Entre las muchas afirmaciones que con gran valor y con enorme claridad consigna Clara del Ponte, transcribimos las siguientes:
 
“En 1994 me convertí en fiscal general de la Conferencia Helvética, el máximo puesto confederal para un funcionario de justicia. Dediqué una parte considerable de mi atención a combatir los intentos de organizaciones criminales de usar bancos suizos para blanquear dinero. También me embarqué en una campaña para convencer al Parlamento de que modificar las leyes que regían las instituciones financieras e interrumpir el blanqueo de dinero redundaría en beneficio de los intereses de Suiza, e incluso favorecía los de sus bancos, que durante años habían disfrutado de unos beneficios llovidos del cielo.
 
Una nueva ley que entró en vigor el 1 de enero de 1995 convirtió en delito el blanqueo e hizo penalmente responsables de negligencia a los banqueros que no ejercieran sus funciones con la debida diligencia al abrir cuentas, aceptar depósitos o hacer transferencias. Los organismos reguladores de la banca suiza sacaron a continuación toda una batería de normas detalladas que, en lo sustancial, obligaban a los bancos a contratar equipos de abogados y gerentes para protegerse de actividades de blanqueo de dinero. La nueva ley también facultaba al gobierno suizo a proporcionar  información a autoridades de justicia extranjeras en los casos contemplados por acuerdos de cooperación.

◆ ◆ ◆

▶ [INSTRUCCIÓN 1] Reproduce del texto proporcionado el pasaje que empieza en las palabras «Entre las muchas» y termina después de «llovidos del cielo.».
▶ [INSTRUCCIÓN 2]
¿Concuerdan con el texto proporcionado estas afirmaciones? Contesta sí o no a cada una y cita literalmente las palabras del texto que lo deciden.
(a) La nueva ley entró en vigor el 1 de enero de 1995.
(b) Clara del Ponte llegó a fiscal general de la Confederación Helvética en 1998.
(c) La nueva ley prohibía al gobierno suizo dar información a autoridades de justicia extranjeras.
▶ [INSTRUCCIÓN 3] Según el texto proporcionado, ¿qué convirtió en delito la nueva ley que entró en vigor el 1 de enero de 1995?

◆ ◆ ◆

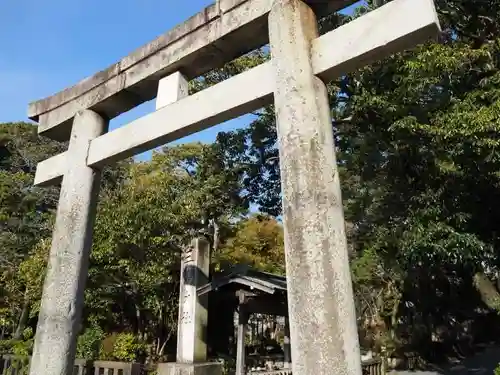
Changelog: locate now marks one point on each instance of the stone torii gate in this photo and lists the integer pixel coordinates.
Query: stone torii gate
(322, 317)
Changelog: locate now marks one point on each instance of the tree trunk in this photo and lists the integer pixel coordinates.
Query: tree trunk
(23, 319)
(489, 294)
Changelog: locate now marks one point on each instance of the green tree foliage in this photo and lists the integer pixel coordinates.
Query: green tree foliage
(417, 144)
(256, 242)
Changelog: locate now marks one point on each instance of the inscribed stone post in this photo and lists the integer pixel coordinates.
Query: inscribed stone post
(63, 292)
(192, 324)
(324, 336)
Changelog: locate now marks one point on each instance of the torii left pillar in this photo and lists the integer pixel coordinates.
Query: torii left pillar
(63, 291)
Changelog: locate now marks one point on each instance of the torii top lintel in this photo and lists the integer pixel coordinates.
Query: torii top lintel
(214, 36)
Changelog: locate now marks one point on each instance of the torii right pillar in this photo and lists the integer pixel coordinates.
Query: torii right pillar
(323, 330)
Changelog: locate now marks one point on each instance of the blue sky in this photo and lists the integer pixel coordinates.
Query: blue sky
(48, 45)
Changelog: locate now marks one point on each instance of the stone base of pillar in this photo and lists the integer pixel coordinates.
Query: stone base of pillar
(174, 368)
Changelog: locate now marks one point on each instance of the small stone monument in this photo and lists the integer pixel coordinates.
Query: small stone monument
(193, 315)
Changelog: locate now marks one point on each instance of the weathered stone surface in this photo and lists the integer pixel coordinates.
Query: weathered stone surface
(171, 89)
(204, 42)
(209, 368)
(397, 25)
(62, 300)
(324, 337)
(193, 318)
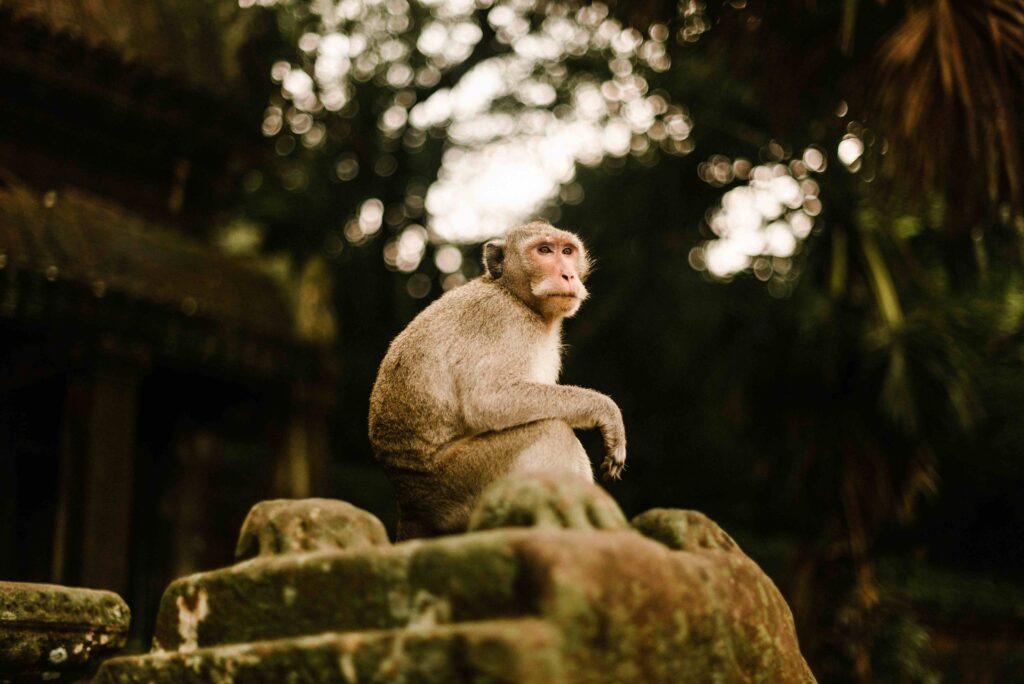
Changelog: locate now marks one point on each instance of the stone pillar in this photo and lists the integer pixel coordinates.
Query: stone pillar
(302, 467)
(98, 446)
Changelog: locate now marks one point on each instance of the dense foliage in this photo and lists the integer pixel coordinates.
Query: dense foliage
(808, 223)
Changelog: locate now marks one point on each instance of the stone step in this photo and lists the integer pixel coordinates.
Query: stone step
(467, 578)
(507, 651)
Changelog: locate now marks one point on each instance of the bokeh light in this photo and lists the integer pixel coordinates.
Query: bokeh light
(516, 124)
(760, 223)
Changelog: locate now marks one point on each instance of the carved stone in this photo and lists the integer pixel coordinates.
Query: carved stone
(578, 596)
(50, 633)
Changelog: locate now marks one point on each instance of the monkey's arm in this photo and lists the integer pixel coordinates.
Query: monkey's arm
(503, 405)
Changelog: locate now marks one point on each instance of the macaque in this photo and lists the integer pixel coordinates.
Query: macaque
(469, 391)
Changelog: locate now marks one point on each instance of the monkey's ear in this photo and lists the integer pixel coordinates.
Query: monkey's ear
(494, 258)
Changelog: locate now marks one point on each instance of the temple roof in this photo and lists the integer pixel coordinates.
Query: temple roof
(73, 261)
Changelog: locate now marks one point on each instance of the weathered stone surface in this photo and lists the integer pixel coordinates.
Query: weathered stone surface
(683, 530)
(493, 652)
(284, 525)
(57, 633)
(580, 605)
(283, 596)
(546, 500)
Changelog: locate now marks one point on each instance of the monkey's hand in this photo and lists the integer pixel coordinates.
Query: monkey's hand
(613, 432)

◆ ◆ ◆

▶ [RESPUESTA ESCRITA 1]
Entre las muchas afirmaciones que con gran valor y con enorme claridad consigna Clara del Ponte, transcribimos las siguientes:
 
“En 1994 me convertí en fiscal general de la Conferencia Helvética, el máximo puesto confederal para un funcionario de justicia. Dediqué una parte considerable de mi atención a combatir los intentos de organizaciones criminales de usar bancos suizos para blanquear dinero. También me embarqué en una campaña para convencer al Parlamento de que modificar las leyes que regían las instituciones financieras e interrumpir el blanqueo de dinero redundaría en beneficio de los intereses de Suiza, e incluso favorecía los de sus bancos, que durante años habían disfrutado de unos beneficios llovidos del cielo.

▶ [RESPUESTA ESCRITA 2]
(a) Sí: «Una nueva ley que entró en vigor el 1 de enero de 1995».
(b) No: «En 1994 me convertí en fiscal general».
(c) No: «La nueva ley también facultaba al gobierno suizo a proporcionar».

▶ [RESPUESTA ESCRITA 3] El blanqueo.